[About this exercise]
Use the entries below and reproduce exactly the lines from the one containing "drop a point: the sofa armrest" down to the one containing "drop a point: the white interior door", both of them included.

[Dataset excerpts]
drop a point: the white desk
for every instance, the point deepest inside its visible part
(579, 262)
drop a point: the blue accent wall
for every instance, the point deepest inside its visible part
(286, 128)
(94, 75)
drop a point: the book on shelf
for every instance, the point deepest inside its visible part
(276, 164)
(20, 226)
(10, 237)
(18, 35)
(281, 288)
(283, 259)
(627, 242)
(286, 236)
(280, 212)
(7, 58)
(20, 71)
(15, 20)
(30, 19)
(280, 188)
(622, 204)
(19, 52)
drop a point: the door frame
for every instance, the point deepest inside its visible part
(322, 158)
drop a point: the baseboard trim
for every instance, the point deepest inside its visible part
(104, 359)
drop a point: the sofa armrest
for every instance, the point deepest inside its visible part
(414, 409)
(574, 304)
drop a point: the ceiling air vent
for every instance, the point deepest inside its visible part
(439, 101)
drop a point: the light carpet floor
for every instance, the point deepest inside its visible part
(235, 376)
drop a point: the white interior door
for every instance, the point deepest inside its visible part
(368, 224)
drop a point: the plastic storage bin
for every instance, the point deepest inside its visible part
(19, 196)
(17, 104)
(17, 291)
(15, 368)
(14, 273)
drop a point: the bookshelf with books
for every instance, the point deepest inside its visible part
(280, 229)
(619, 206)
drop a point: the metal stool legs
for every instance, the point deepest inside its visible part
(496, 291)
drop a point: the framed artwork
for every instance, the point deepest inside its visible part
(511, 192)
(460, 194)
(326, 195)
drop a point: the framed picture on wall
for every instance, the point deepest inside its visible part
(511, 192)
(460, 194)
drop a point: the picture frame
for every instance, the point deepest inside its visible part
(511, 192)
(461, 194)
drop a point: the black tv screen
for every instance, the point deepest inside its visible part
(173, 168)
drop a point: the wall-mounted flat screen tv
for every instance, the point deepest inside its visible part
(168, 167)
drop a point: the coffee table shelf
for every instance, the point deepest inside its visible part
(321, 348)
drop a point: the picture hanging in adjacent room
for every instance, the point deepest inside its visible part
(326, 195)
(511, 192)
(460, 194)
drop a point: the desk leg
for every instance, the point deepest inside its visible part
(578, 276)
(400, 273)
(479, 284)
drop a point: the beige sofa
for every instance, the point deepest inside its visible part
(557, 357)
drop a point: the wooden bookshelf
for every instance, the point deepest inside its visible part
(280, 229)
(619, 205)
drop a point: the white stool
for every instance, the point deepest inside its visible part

[Task output]
drop a point: the sofa armrest
for every instance, the point deepest inside its visible part
(414, 409)
(574, 304)
drop a point: the ceiling air vent
for every instance, the point deepest inside its visible part
(439, 101)
drop a point: the light carpet floor
for every instance, the point deepest inside its visible part
(235, 376)
drop a point: the white interior door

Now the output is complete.